◆ What you are asked to do: Express every line of the records below as a Markdown table with two columns, Row for the row number and Text for the line, and omit any blank lines. Leave the pictures out of the table.

########################################

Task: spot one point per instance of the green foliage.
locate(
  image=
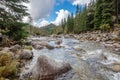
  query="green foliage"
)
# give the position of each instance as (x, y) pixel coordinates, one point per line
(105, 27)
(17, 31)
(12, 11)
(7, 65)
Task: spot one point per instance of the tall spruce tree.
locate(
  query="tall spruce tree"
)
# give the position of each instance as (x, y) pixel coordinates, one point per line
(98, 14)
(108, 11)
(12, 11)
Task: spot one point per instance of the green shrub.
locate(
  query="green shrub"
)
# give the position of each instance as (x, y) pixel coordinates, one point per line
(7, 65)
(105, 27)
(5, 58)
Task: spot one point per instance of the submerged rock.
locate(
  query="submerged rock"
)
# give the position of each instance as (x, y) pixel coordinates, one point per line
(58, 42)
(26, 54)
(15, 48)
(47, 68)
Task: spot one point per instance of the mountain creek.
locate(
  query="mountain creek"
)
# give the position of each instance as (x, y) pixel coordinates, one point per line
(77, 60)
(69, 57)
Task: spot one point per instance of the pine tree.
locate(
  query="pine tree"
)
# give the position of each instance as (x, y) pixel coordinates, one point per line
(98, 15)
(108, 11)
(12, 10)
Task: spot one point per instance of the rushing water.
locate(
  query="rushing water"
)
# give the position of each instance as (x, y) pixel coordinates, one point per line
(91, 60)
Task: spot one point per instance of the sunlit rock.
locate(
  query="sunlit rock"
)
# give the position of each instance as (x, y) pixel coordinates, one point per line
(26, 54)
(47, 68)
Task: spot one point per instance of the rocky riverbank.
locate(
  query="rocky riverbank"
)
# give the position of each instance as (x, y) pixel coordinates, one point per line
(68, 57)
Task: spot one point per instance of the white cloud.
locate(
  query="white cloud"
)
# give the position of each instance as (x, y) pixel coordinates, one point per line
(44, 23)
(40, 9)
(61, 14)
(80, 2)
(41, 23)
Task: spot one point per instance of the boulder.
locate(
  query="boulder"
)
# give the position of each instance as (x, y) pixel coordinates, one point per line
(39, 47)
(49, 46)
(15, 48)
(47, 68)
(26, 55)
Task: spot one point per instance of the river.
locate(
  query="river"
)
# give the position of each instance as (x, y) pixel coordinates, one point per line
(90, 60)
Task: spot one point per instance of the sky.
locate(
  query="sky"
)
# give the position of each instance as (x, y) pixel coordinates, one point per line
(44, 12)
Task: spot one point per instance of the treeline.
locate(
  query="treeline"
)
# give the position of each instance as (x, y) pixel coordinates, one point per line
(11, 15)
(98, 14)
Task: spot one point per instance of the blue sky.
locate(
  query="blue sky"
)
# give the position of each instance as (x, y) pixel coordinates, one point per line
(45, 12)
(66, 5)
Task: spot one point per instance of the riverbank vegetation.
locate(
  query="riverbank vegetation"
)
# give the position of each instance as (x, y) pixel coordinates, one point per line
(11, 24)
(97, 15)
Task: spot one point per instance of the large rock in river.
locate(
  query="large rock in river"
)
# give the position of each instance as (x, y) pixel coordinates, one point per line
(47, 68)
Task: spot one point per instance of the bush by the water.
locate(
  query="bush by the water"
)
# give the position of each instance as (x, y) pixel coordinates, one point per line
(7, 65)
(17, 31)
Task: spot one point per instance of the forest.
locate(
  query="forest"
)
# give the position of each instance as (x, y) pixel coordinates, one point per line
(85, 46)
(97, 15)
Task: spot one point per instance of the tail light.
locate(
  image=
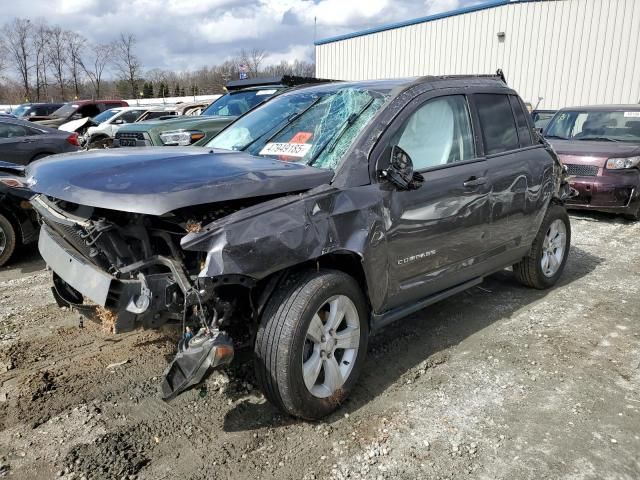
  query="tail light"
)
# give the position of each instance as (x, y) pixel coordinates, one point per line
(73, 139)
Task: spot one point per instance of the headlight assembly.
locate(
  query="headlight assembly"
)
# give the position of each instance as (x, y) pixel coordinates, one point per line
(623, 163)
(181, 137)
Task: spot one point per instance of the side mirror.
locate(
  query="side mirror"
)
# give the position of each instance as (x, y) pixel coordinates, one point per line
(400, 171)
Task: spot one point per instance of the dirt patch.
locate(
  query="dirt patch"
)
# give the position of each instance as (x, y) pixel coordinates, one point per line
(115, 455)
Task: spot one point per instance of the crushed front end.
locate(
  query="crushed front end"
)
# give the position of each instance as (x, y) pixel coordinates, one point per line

########################################

◆ Result below:
| Row | Text |
|---|---|
| 1 | Task: spot one point per instance of the green foliage. |
| 2 | locate( |
| 3 |   image= |
| 4 |   query="green foliage" |
| 5 | ) |
| 6 | # give the position of each instance as (x, y) pixel coordinates, one point per line |
| 7 | (105, 27) |
| 8 | (17, 31) |
| 9 | (12, 11) |
| 10 | (7, 65) |
| 11 | Task: spot one point per instance of the tall spruce tree. |
| 12 | locate( |
| 13 |   query="tall spruce tree" |
| 14 | ) |
| 15 | # give the position of each instance as (x, y) pixel coordinates, one point per line |
| 16 | (98, 14) |
| 17 | (108, 11) |
| 18 | (12, 11) |
| 19 | Task: spot one point per instance of the green shrub. |
| 20 | locate( |
| 21 |   query="green shrub" |
| 22 | ) |
| 23 | # give the position of each instance as (x, y) pixel coordinates, one point per line |
| 24 | (7, 65) |
| 25 | (105, 27) |
| 26 | (5, 58) |
| 27 | Task: spot one point per instance of the submerged rock. |
| 28 | locate( |
| 29 |   query="submerged rock" |
| 30 | ) |
| 31 | # give the position of each instance as (x, y) pixel coordinates, one point per line |
| 32 | (58, 42) |
| 33 | (26, 54) |
| 34 | (15, 48) |
| 35 | (47, 68) |
| 36 | Task: spot one point per instance of the mountain creek. |
| 37 | locate( |
| 38 |   query="mountain creek" |
| 39 | ) |
| 40 | # give the position of each instance as (x, y) pixel coordinates, one point per line |
| 41 | (77, 60) |
| 42 | (69, 57) |
| 43 | Task: spot one point per instance of the pine tree. |
| 44 | locate( |
| 45 |   query="pine tree" |
| 46 | ) |
| 47 | # give the position of each instance as (x, y) pixel coordinates, one point per line |
| 48 | (98, 15) |
| 49 | (108, 11) |
| 50 | (12, 10) |
| 51 | Task: spot one point per instance of the rushing water. |
| 52 | locate( |
| 53 |   query="rushing water" |
| 54 | ) |
| 55 | # give the position of each instance as (x, y) pixel coordinates, one point per line |
| 56 | (91, 60) |
| 57 | Task: spot one point per instance of the sunlit rock. |
| 58 | locate( |
| 59 |   query="sunlit rock" |
| 60 | ) |
| 61 | # give the position of each instance as (x, y) pixel coordinates, one point per line |
| 62 | (26, 54) |
| 63 | (47, 68) |
| 64 | Task: spot one point per instance of the rocky riverbank. |
| 65 | locate( |
| 66 |   query="rocky riverbank" |
| 67 | ) |
| 68 | # give the position of each instance as (x, y) pixel coordinates, one point per line |
| 69 | (68, 57) |
| 70 | Task: spot one point per instance of the white cloud. |
| 71 | locate( |
| 72 |   query="white cloud" |
| 73 | ) |
| 74 | # give the position of each instance as (x, y) pixel coordinates, one point per line |
| 75 | (44, 23) |
| 76 | (40, 9) |
| 77 | (61, 14) |
| 78 | (80, 2) |
| 79 | (41, 23) |
| 80 | Task: spot one point per instance of the boulder. |
| 81 | locate( |
| 82 |   query="boulder" |
| 83 | ) |
| 84 | # give the position of each instance as (x, y) pixel coordinates, one point per line |
| 85 | (39, 47) |
| 86 | (49, 46) |
| 87 | (15, 48) |
| 88 | (47, 68) |
| 89 | (26, 55) |
| 90 | Task: spot one point per instance of the river. |
| 91 | locate( |
| 92 |   query="river" |
| 93 | ) |
| 94 | # give the position of each instance as (x, y) pixel coordinates, one point per line |
| 95 | (90, 60) |
| 96 | Task: spot one point per instance of the sky. |
| 97 | locate( |
| 98 |   query="sky" |
| 99 | ) |
| 100 | # give the position of each instance as (x, y) pixel coordinates, one point per line |
| 101 | (44, 12) |
| 102 | Task: spot one point per instance of the treeline. |
| 103 | locate( |
| 104 |   query="treeline" |
| 105 | ) |
| 106 | # give the position of each instance as (x, y) pixel coordinates, one point per line |
| 107 | (11, 15) |
| 108 | (98, 14) |
| 109 | Task: spot one point per instance of the blue sky. |
| 110 | locate( |
| 111 |   query="blue sky" |
| 112 | ) |
| 113 | # give the position of each instance as (x, y) pixel coordinates, one point per line |
| 114 | (45, 12) |
| 115 | (66, 5) |
| 116 | Task: spot one point per instance of the riverbank vegetation. |
| 117 | locate( |
| 118 |   query="riverbank vegetation" |
| 119 | ) |
| 120 | # give the position of each instance as (x, y) pixel coordinates, one point per line |
| 121 | (11, 24) |
| 122 | (97, 15) |
| 123 | Task: spot one point per instance of the large rock in river. |
| 124 | locate( |
| 125 |   query="large rock in river" |
| 126 | ) |
| 127 | # give the position of each instance as (x, y) pixel coordinates, one point per line |
| 128 | (47, 68) |
| 129 | Task: spot one point per instance of the bush by the water. |
| 130 | locate( |
| 131 |   query="bush by the water" |
| 132 | ) |
| 133 | # give the position of each instance as (x, y) pixel coordinates, one point per line |
| 134 | (7, 65) |
| 135 | (17, 31) |
| 136 | Task: spot one point per instance of the forest. |
| 137 | locate( |
| 138 |   query="forest" |
| 139 | ) |
| 140 | # give the position of each instance as (x, y) pixel coordinates, one point per line |
| 141 | (85, 46) |
| 142 | (97, 15) |
| 143 | Task: spot one point per instance of the tail light. |
| 144 | locate( |
| 145 |   image= |
| 146 |   query="tail light" |
| 147 | ) |
| 148 | # give the position of each instance as (x, y) pixel coordinates, one point per line |
| 149 | (73, 139) |
| 150 | Task: spot one point per instance of the headlight assembly. |
| 151 | locate( |
| 152 |   query="headlight assembly" |
| 153 | ) |
| 154 | # give the position of each instance as (x, y) pixel coordinates, one point per line |
| 155 | (623, 163) |
| 156 | (181, 137) |
| 157 | Task: spot one point per instance of the side mirror. |
| 158 | locate( |
| 159 |   query="side mirror" |
| 160 | ) |
| 161 | # give the position of each instance as (x, y) pixel coordinates, one point per line |
| 162 | (400, 171) |
| 163 | Task: spot one point per instance of the dirt patch. |
| 164 | locate( |
| 165 |   query="dirt patch" |
| 166 | ) |
| 167 | # give the position of each instance as (x, y) pixel coordinates, one point per line |
| 168 | (115, 455) |
| 169 | Task: spot one point per instance of the crushed front end. |
| 170 | locate( |
| 171 |   query="crushed front end" |
| 172 | ) |
| 173 | # give the position of each instance as (x, y) pixel coordinates, one point per line |